▶ **GOAL**: Reproduce all of the lines below word for word, leaving out the pictures.

▶ **DATA SUPPLIED**:
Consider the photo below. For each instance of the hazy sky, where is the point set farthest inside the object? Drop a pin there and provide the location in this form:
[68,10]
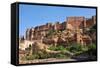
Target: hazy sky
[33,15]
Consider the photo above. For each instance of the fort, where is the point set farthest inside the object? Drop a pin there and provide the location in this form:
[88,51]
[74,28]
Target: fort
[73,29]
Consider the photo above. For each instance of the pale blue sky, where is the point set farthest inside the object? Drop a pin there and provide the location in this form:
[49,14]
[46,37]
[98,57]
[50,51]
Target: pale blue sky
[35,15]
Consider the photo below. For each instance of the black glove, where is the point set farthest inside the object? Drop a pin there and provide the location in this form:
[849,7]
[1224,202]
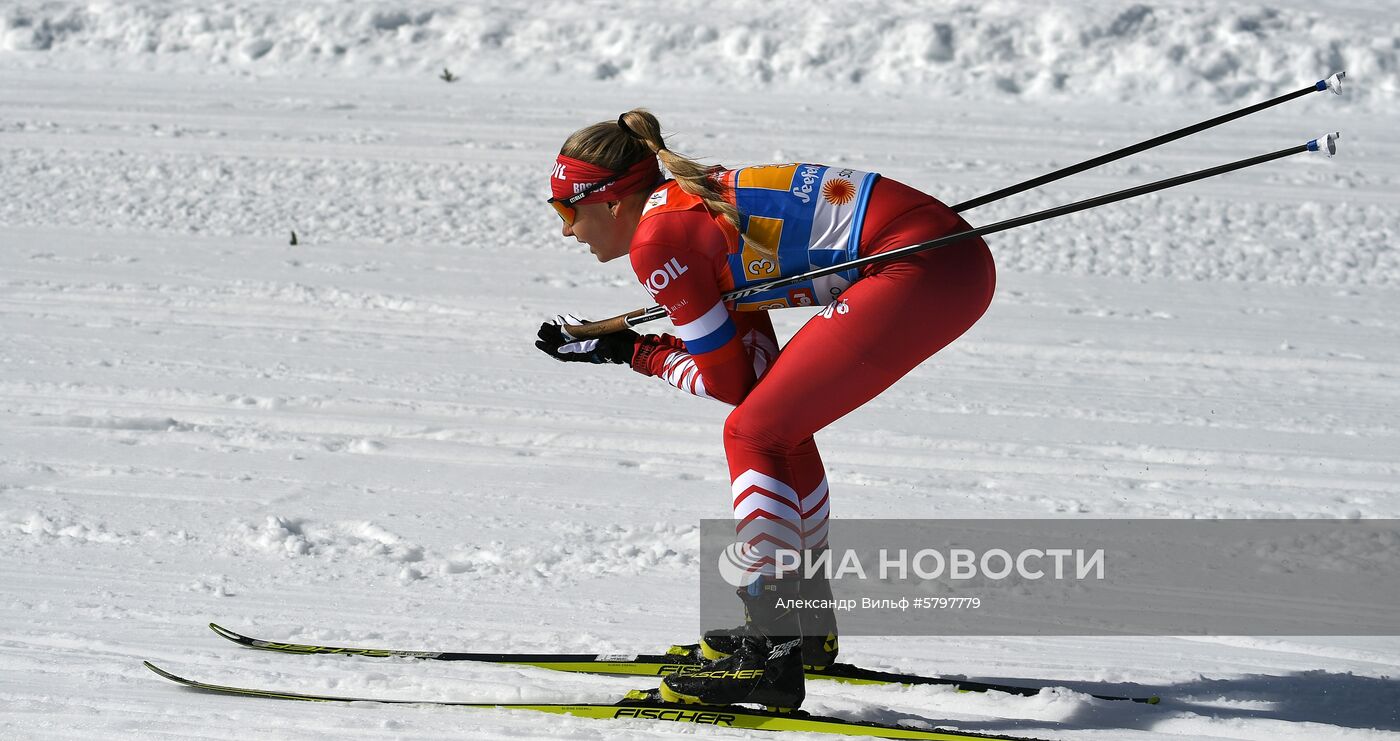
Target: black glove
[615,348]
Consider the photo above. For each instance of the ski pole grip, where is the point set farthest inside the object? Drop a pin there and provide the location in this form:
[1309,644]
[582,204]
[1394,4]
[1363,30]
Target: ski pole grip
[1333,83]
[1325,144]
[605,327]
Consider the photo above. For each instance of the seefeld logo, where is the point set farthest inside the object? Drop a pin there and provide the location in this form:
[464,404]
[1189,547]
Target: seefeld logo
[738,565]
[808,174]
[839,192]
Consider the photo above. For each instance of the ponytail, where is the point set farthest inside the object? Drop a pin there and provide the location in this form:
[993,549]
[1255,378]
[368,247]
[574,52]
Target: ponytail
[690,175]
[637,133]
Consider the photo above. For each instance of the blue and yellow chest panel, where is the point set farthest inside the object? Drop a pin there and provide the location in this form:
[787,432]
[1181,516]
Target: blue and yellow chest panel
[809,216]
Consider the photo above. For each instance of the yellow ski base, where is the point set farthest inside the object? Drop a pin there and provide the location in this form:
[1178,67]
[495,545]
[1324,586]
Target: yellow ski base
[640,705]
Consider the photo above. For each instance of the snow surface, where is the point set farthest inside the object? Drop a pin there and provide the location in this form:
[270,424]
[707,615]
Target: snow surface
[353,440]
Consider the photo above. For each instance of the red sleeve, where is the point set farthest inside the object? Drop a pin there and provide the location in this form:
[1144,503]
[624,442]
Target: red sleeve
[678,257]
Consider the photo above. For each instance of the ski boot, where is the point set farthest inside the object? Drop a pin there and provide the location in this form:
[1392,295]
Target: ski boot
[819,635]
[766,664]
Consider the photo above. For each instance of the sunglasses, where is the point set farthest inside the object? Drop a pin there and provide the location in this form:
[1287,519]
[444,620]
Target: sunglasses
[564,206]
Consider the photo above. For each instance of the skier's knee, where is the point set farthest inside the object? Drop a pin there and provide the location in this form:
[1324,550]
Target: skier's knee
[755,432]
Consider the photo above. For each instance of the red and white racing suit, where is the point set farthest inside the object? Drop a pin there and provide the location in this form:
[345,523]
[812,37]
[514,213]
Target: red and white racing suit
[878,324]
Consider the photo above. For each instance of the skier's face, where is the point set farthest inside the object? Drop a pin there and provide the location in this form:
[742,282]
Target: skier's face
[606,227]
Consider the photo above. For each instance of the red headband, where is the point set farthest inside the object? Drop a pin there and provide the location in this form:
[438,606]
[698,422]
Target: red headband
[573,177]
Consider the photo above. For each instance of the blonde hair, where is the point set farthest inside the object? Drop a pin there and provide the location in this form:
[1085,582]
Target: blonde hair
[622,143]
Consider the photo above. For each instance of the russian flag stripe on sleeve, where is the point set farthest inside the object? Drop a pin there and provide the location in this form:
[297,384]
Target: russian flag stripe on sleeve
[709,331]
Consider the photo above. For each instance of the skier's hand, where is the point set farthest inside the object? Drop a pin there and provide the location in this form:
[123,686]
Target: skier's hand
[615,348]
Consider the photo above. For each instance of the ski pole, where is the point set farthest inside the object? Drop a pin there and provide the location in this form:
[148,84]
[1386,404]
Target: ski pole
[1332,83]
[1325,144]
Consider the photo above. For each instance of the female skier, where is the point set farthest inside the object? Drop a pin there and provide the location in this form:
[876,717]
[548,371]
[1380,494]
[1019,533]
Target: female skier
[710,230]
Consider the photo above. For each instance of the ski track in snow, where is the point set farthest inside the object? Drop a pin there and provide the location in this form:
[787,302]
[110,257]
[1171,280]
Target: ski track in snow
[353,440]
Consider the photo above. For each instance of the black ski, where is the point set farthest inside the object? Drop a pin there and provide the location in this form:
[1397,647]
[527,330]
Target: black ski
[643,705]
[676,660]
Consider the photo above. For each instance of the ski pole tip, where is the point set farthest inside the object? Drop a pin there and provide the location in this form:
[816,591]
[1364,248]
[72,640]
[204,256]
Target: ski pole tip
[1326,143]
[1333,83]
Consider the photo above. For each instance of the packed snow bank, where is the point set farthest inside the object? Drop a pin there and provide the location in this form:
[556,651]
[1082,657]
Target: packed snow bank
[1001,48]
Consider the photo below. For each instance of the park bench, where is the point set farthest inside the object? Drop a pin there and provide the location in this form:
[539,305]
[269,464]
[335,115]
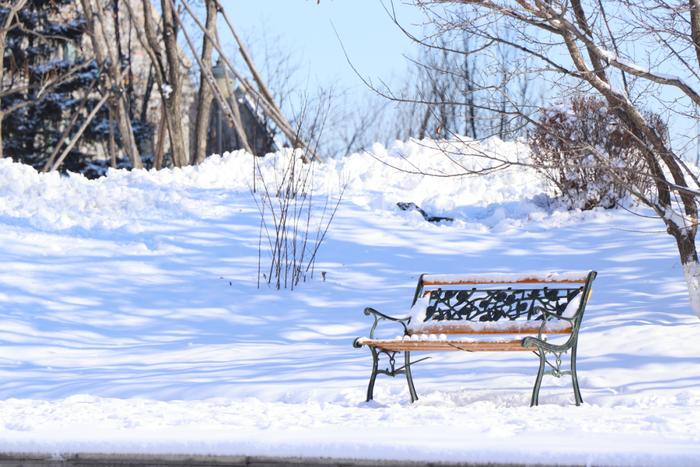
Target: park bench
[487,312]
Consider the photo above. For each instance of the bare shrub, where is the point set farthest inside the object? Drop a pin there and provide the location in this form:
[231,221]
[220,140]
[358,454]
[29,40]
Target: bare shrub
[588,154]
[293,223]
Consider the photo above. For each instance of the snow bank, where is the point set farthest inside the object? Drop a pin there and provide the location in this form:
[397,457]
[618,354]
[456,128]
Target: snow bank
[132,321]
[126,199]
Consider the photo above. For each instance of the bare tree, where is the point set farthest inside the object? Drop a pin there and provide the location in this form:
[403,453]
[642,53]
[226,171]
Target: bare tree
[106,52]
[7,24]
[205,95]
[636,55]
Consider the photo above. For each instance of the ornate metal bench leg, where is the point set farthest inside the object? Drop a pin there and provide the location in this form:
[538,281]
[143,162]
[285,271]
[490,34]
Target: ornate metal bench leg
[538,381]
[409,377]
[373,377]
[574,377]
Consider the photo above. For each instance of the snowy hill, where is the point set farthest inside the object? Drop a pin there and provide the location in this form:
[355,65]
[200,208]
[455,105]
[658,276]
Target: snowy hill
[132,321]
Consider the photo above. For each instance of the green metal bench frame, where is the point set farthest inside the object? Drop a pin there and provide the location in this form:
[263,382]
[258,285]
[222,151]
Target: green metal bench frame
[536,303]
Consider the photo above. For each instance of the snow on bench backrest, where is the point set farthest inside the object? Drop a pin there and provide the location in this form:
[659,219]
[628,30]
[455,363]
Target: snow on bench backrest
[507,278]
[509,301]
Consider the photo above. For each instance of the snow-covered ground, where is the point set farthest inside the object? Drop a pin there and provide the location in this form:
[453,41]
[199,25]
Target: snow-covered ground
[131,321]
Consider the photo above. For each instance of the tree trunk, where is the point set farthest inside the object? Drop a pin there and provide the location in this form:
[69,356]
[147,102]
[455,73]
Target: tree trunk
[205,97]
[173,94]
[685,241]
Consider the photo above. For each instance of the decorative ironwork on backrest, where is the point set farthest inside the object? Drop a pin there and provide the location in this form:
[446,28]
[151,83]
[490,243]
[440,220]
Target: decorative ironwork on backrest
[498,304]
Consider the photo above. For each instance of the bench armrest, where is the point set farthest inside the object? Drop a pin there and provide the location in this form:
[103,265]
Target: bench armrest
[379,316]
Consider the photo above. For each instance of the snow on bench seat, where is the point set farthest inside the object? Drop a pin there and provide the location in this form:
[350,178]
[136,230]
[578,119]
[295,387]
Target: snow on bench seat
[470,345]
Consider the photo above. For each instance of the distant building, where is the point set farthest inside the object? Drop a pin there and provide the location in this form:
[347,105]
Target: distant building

▶ **FULL RESPONSE**:
Consider the photo below. For each instance of the hazy sky, where is the point set farthest inside the object? Drop a pin there and provide the location in this form:
[68,10]
Target: hazy sky
[33,15]
Consider the photo above. For each instance of the fort, where is the point set farthest inside the object? Drop a pin there and provide the location in this form:
[88,51]
[74,28]
Target: fort
[73,29]
Consider the photo above. For each instance of the pale blue sky, where is the point set farthest inside the object? Drop a pin there and provide the location in this form:
[49,14]
[46,37]
[98,57]
[50,51]
Target: pale blue sky
[35,15]
Consider the photo below. For each instance of the black glove, where is the point set farthest inside the object? Drop a pin there and provide the location in this form:
[849,7]
[1224,202]
Target: black glove
[615,348]
Consider the photo above. For each instance of the ski pole grip, where is the point set farthest inside the object? Drop a pin there and provide the location in this form:
[1309,644]
[582,204]
[1394,4]
[1363,30]
Target: ski pole grip
[1333,83]
[1325,144]
[605,327]
Consider the photo above. For each instance of the seefeld logo, where is the point set farthest inside the object? Drop a pin there and provide the location in this form:
[464,404]
[1189,547]
Target: seefeld logo
[738,565]
[808,174]
[839,192]
Consider the photo above. For each instance of the ponytail, where is the point set farthest inside the object? Drop a pin there and provide the location in this form:
[993,549]
[1255,378]
[368,247]
[574,52]
Target: ponytail
[690,175]
[637,133]
Consider the photo above. For each instance of the blue and yellow chest panel, where is the point set farthest inside the object? Drop a pin there and provide the location in this form:
[787,432]
[1181,516]
Target: blue and yellow chest panel
[809,216]
Consider the photo above. For each instance of the yellow ski base, where is the point set farthest inside the object? Drop a pin there and provide the location in this form:
[1178,67]
[495,545]
[1324,586]
Target: yellow ski base
[640,705]
Consider the photo above. For each instance of the snow surface, where is the point set farthest inside the object? Drop a pin there and provide the location in this form:
[270,424]
[707,615]
Target: snow surface
[353,440]
Consider the photo above. For each instance of the red sleeve, where is the point set farthest inside the object? Drop a pin there and provide the location in this form:
[1144,503]
[624,442]
Target: red sleeve
[678,257]
Consider the photo above. For each instance of the ski boot, where is the point set farthest inside the object? Drop a pin there and provide the location in this form:
[1392,295]
Target: ski boot
[819,635]
[766,664]
Consider the photo above. For each instance of the sunglasses, where is the point set farthest inside the object? Drop a pin there and provide the location in this form:
[1287,519]
[444,620]
Target: sunglasses
[564,206]
Consider the photo above. For each instance of the skier's knee, where is the point set farthest inside the object? Drop a pin there and provide the location in this form:
[1324,550]
Target: skier's knee
[755,432]
Consider the photo above. For each instance of the red and white racing suit, where is the point set farthest inside the object? Drop a pin there and provide the location in this form:
[345,523]
[812,37]
[514,213]
Target: red and white racing suit
[878,324]
Consider the photo above. For each instance of the skier's face, where is the point set farthest inside the object? Drop a pin there and provide the location in this form:
[742,282]
Target: skier's face
[606,227]
Consider the photo above. For each instance of the red headband, where is the point set farthest inside the object? Drop a pin there and provide the location in this form:
[438,606]
[698,422]
Target: red headband
[573,177]
Consider the photo above. For each instance of the blonde hair, where is the point set farthest inside the object? Drop a pin there and provide the location in this form:
[1085,582]
Target: blonde hair
[622,143]
Consider the photo above. For each instance of the russian flag stripe on sleeve, where is the point set farthest inside the object? Drop a pin there and provide the location in this form:
[297,384]
Target: russian flag stripe on sleeve
[709,331]
Consider the photo above. For each instance of the skier's hand, where is the point set farthest inside the object? Drop a pin there and provide the location in this form:
[123,686]
Target: skier's hand
[615,348]
Consider the photo above. For each instance of the ski pole, where is the point set farthest inside the object? Drop a pin there and provide the location in this form:
[148,84]
[1386,404]
Target: ski pole
[1332,83]
[1325,144]
Consider the photo above. For each instance of the female skier, where is the point set farthest inside the object? Drop a pin there and provide the location in this form:
[876,717]
[548,371]
[1380,494]
[1019,533]
Target: female skier
[710,230]
Consider the photo above. For each instance of the ski track in snow, where is the point set farthest inside the object? Drop a pin there and provide the location in this form:
[787,302]
[110,257]
[1171,280]
Target: ski track in snow
[353,440]
Consider the photo above. For each instance of the black ski, where is the point set farthest inside the object? Drop a pin there and provide the location in this form:
[1397,647]
[527,330]
Target: black ski
[643,705]
[676,660]
Consider the photo above. For each instance of the ski pole tip, where is the point set farthest inside the object? Drop a pin there and provide the location in this form:
[816,591]
[1364,248]
[72,640]
[204,256]
Target: ski pole tip
[1326,143]
[1333,83]
Consider the photo above. For each instance of the packed snow bank, where is the point set farthest inside the object? Drop a pin there and provide the location in this form:
[556,651]
[1082,657]
Target: packed snow bank
[1001,48]
Consider the photo below. For each instance of the park bench, where is the point set farthest inside the object? Drop a pin there and provide the location in this form:
[539,305]
[269,464]
[335,115]
Target: park bench
[487,312]
Consider the photo above. For each instance of the bare shrub, where is the point set farthest inside the object? Drop a pin there and provide the location in this form:
[231,221]
[220,140]
[358,454]
[29,40]
Target: bare shrub
[588,154]
[293,223]
Consider the photo above. For each instance of the snow bank, where is the point set farthest inside the object? Drop a pin there and provide the location in this form:
[397,457]
[618,354]
[456,128]
Target: snow bank
[132,321]
[126,199]
Consider the photo above. For each instance of the bare tree, where is the point set farthest inside the object? Drop a pin there and provide the location in this form:
[403,453]
[642,53]
[226,171]
Target: bare tree
[106,52]
[7,24]
[205,95]
[636,55]
Consider the photo above. For each instance of the ornate metal bench leg, where is the point set farthest inside the object? Drop a pin there and provide the location in this form:
[538,281]
[143,162]
[285,271]
[490,34]
Target: ornate metal bench leg
[538,381]
[409,377]
[373,377]
[574,377]
Consider the photo above. For each instance of the snowy hill, where is the point set farthest inside the object? Drop a pin there and provide the location in this form:
[355,65]
[200,208]
[455,105]
[658,276]
Target: snowy hill
[132,321]
Consider the photo above. For each instance of the green metal bench frame, where is the point set farthest inside the object? Drop a pin there and provide the location in this form:
[263,382]
[258,285]
[222,151]
Target: green metal bench frame
[536,303]
Consider the photo above. For each instance of the snow on bench backrest, where is the point set farthest inside the object? Drop a pin there and provide the location in this form:
[659,219]
[628,30]
[455,363]
Target: snow on bench backrest
[507,278]
[509,301]
Consider the photo above. For each instance of the snow-covered ground, where is the point set farthest inside the object? Drop a pin there and provide the location in this form:
[453,41]
[199,25]
Target: snow-covered ground
[131,321]
Consider the photo above. For each instance of the tree trunk, where is the point set farthest inside the object? Drop a pin there and provide the location in this form:
[69,356]
[147,102]
[455,73]
Target: tree trunk
[205,97]
[173,94]
[685,241]
Consider the photo above. For each instance of the decorative ironwork on backrest, where is the point set farthest inside the object? Drop a pin there and provide the location in this form:
[446,28]
[151,83]
[490,243]
[440,220]
Target: decorative ironwork on backrest
[498,304]
Consider the photo above. For each instance of the bench armrest, where is the point set farthest inside the object? Drop a pin there and provide the location in this form:
[103,265]
Target: bench armrest
[379,316]
Consider the photo above. For each instance of the snow on bench seat, where is the point set farthest inside the object? Drop a pin there and provide the location in this form:
[350,178]
[136,230]
[578,119]
[295,387]
Target: snow on bench seat
[470,345]
Consider the photo above. For each instance of the distant building, where is the point set farthest inside the object? Drop a pin there and provide the location in this form:
[347,105]
Target: distant building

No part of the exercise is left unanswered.